*** Records for the exercise Section Begins ***

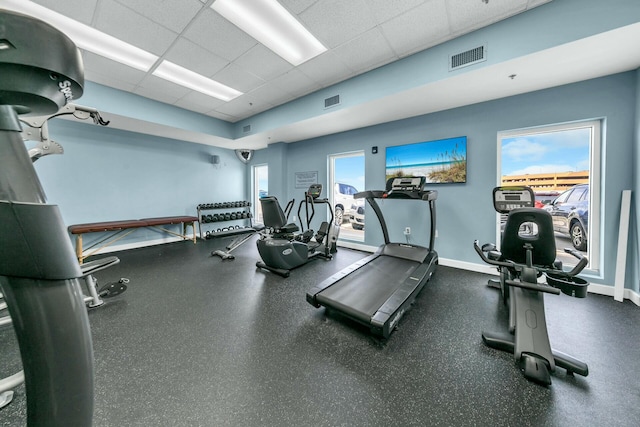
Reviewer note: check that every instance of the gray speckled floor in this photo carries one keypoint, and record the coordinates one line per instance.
(197, 341)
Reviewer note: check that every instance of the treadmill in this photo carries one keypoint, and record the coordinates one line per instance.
(377, 290)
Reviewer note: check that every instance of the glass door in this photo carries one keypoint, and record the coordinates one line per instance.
(346, 178)
(260, 189)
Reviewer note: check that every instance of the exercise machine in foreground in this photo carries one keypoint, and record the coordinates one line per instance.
(280, 248)
(41, 71)
(527, 252)
(377, 290)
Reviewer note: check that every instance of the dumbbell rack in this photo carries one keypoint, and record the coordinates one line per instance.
(224, 213)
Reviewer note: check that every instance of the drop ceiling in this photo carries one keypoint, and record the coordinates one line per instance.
(360, 35)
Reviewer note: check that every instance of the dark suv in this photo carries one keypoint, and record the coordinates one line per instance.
(570, 213)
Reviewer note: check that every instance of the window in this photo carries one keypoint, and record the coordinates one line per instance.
(260, 189)
(346, 178)
(561, 163)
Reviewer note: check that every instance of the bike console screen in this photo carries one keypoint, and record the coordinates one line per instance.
(506, 199)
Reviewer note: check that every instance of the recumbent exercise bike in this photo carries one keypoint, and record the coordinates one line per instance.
(280, 248)
(527, 252)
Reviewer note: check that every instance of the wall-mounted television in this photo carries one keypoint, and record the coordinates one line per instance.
(441, 161)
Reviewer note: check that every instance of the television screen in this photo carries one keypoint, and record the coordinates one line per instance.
(441, 161)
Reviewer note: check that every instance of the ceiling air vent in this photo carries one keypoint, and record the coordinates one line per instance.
(331, 101)
(469, 57)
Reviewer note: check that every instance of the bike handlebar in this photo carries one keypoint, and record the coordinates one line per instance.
(582, 263)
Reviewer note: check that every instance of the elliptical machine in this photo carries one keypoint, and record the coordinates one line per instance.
(280, 248)
(527, 252)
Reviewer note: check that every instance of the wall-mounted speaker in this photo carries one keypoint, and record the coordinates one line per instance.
(244, 155)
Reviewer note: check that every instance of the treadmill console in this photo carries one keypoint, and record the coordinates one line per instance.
(410, 183)
(506, 199)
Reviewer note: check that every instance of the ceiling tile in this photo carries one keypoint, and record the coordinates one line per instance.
(172, 14)
(96, 65)
(70, 9)
(466, 16)
(335, 22)
(217, 35)
(384, 10)
(296, 83)
(238, 78)
(270, 94)
(263, 62)
(133, 28)
(297, 6)
(242, 107)
(196, 58)
(534, 3)
(326, 69)
(428, 23)
(161, 90)
(368, 51)
(196, 101)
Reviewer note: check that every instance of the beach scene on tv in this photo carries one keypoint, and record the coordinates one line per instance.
(441, 161)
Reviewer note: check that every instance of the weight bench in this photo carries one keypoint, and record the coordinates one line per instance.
(121, 229)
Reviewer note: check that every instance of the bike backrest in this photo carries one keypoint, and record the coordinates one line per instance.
(529, 226)
(272, 213)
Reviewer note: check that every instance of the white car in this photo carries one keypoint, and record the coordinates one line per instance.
(343, 201)
(357, 216)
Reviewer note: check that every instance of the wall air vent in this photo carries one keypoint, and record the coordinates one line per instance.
(469, 57)
(332, 101)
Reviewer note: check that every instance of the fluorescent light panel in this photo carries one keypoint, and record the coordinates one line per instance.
(187, 78)
(86, 37)
(272, 25)
(92, 40)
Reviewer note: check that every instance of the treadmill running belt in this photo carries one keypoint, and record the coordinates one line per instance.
(363, 292)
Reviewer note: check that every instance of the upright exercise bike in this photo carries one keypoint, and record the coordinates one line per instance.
(281, 248)
(527, 252)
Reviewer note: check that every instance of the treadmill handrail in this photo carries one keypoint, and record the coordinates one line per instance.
(425, 195)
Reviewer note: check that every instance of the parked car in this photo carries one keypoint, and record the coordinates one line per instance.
(570, 213)
(343, 200)
(357, 216)
(543, 198)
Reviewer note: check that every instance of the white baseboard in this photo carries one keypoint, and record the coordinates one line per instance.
(357, 246)
(469, 266)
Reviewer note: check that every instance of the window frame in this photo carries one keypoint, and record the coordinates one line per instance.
(594, 247)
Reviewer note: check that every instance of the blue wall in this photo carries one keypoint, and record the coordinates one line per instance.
(634, 253)
(106, 175)
(464, 211)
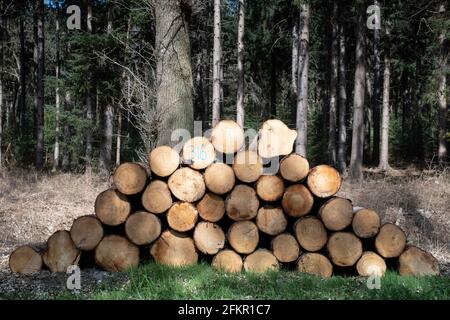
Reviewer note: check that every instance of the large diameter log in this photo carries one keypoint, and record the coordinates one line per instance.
(271, 220)
(297, 200)
(187, 185)
(242, 203)
(371, 264)
(275, 139)
(227, 137)
(294, 168)
(366, 223)
(310, 233)
(248, 166)
(344, 248)
(324, 181)
(86, 232)
(163, 161)
(175, 249)
(227, 260)
(61, 252)
(262, 260)
(390, 241)
(270, 188)
(112, 207)
(198, 152)
(182, 216)
(417, 262)
(142, 228)
(211, 208)
(243, 237)
(285, 248)
(130, 178)
(219, 178)
(315, 264)
(25, 260)
(157, 197)
(116, 253)
(209, 237)
(336, 214)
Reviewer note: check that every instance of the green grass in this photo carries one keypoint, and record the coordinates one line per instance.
(153, 281)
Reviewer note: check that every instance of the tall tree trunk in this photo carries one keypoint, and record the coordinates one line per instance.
(302, 76)
(40, 60)
(342, 134)
(333, 85)
(240, 113)
(384, 144)
(217, 59)
(174, 71)
(356, 157)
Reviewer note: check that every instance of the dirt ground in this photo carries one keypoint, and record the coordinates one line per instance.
(33, 206)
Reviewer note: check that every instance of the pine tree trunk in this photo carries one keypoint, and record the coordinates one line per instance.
(358, 100)
(174, 81)
(302, 98)
(240, 66)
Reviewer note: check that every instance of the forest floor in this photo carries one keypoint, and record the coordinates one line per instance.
(33, 206)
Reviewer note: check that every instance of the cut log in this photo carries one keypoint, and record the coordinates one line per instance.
(344, 248)
(130, 178)
(242, 203)
(227, 260)
(316, 264)
(163, 161)
(61, 252)
(86, 232)
(248, 166)
(227, 137)
(417, 262)
(112, 207)
(219, 178)
(310, 233)
(243, 236)
(366, 223)
(262, 260)
(270, 188)
(187, 185)
(294, 168)
(209, 237)
(116, 253)
(157, 197)
(211, 208)
(271, 220)
(182, 216)
(142, 228)
(371, 264)
(285, 248)
(275, 139)
(25, 260)
(199, 153)
(297, 200)
(390, 241)
(336, 214)
(175, 249)
(324, 181)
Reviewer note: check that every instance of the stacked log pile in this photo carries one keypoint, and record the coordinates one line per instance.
(243, 215)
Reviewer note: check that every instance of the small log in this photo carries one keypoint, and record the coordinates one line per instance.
(116, 253)
(187, 185)
(242, 203)
(112, 207)
(390, 241)
(243, 237)
(142, 228)
(297, 200)
(324, 181)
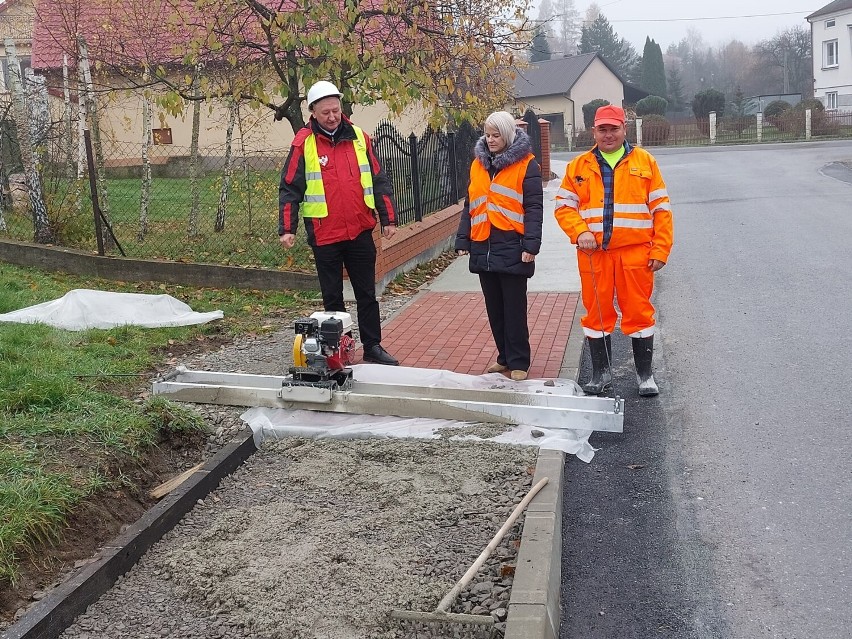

*** Records for the exercise Section Ends ***

## Task details:
Exactly as written, set down the lines from the line holding "Reviewer note: check that every instance of the pine" to the last line of the data, both ends included, pictures excluded.

## Written response:
Reviewer note: check that every instance of the pine tree trunk in this photo carries one keypoint, and record the coordinates one line per instance.
(358, 100)
(174, 81)
(302, 98)
(240, 66)
Reviewer note: check that every instance of the forest floor in this photo carries one keypoint, and record the coordinates one line per instance.
(33, 206)
Reviewer note: check that every instance of the cut log in this photo carries one keypoint, and record the coordinates one line per instance.
(344, 248)
(130, 178)
(242, 203)
(227, 260)
(316, 264)
(163, 161)
(61, 252)
(86, 232)
(248, 166)
(227, 137)
(417, 262)
(112, 207)
(219, 178)
(310, 233)
(243, 236)
(366, 223)
(262, 260)
(270, 188)
(187, 185)
(294, 168)
(209, 237)
(116, 253)
(157, 197)
(211, 208)
(271, 220)
(182, 216)
(142, 228)
(371, 264)
(285, 248)
(275, 139)
(25, 260)
(199, 153)
(297, 200)
(390, 241)
(336, 214)
(175, 249)
(324, 181)
Reviewer note: check that every instance of the stacked log pile in this photo carries one keypoint, and record the coordinates one line per instance.
(243, 215)
Reviewer note: check that every instance of the small log in this photo carries one keypoint, and record the coordinates one line per instance.
(116, 253)
(187, 185)
(242, 203)
(112, 207)
(390, 241)
(243, 237)
(142, 228)
(297, 200)
(324, 181)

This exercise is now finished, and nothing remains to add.